Gather each line of the data below that contains the word "like". Matching is case-sensitive.

Items from a dataset
══════════

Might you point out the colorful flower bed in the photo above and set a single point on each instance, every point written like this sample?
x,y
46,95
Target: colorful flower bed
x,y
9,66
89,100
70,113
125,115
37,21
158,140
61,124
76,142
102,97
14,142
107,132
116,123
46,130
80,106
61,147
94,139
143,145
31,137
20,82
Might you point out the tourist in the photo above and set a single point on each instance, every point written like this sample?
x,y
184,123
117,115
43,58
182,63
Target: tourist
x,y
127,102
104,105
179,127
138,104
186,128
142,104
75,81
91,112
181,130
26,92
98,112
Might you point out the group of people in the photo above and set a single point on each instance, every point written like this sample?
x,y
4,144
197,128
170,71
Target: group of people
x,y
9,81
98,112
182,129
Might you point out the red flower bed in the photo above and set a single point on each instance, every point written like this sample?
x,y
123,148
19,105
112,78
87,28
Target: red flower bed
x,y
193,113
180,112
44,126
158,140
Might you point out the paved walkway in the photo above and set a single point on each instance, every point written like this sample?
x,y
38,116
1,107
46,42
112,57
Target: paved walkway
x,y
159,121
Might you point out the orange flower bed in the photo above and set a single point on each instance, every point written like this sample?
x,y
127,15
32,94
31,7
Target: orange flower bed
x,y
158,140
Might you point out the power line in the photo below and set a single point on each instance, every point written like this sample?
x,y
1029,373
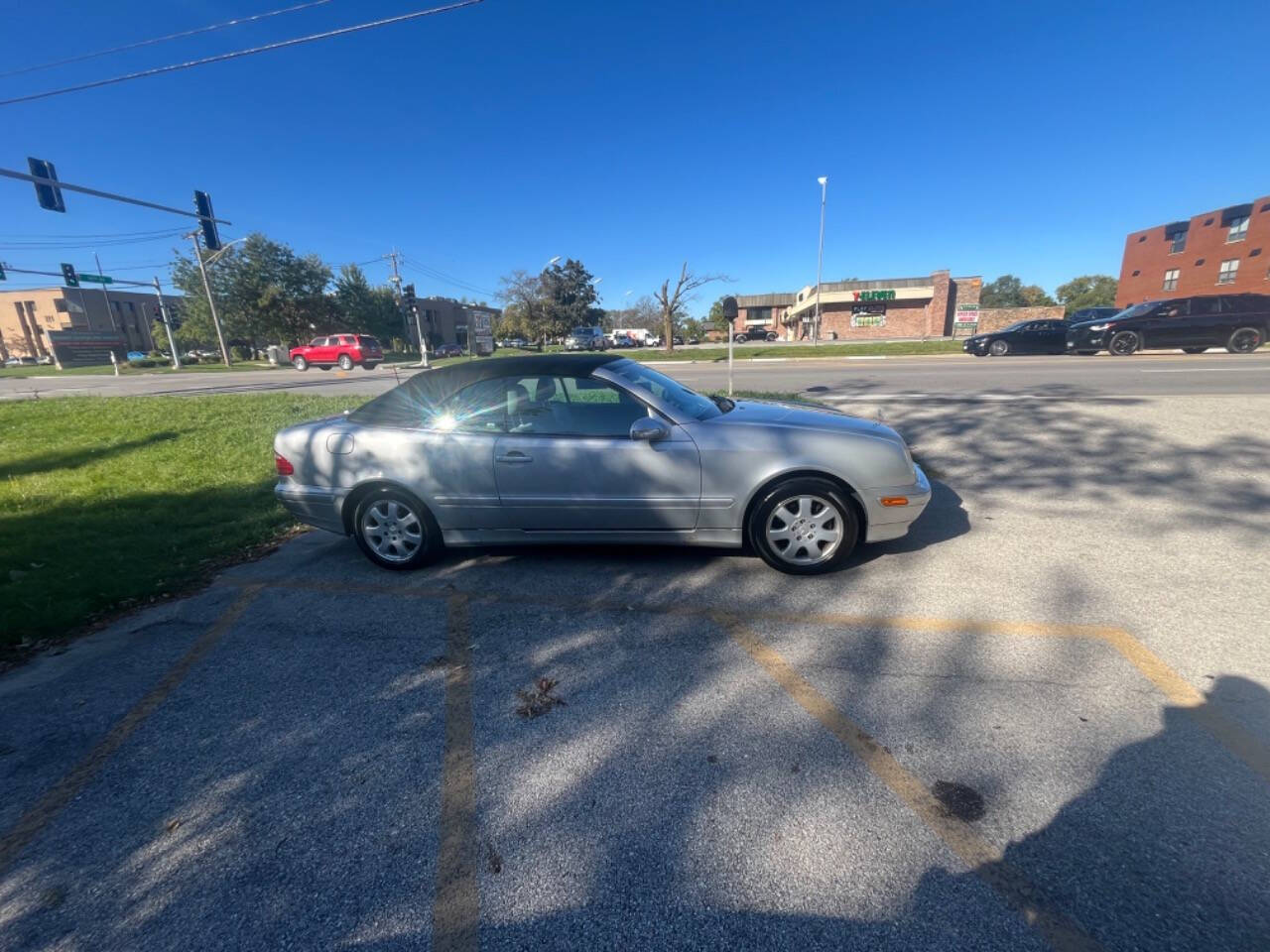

══════════

■ RESULT FOR THIS TASK:
Might you point out the colorful flower bed in the photo above and set a single point on each instance, every point written like this sample?
Might you point out the tourist in the photo above and set a single point on each instance, every point written like this sample?
Might you point out the group of people in the photo above and set a single point on each instance, every point written like this sample?
Might you point out the red flower bed in the photo above and set a single point on each instance, every point written like this sample?
Might you point out the paved walkway in the photo above and set a single point on each instance, every point written like this sample?
Might you point out the orange flower bed in the photo above and set a single point on each instance, every point written like this sample?
Might you point out the power line in the photo below and set a single point on each instance, every point written like this sample?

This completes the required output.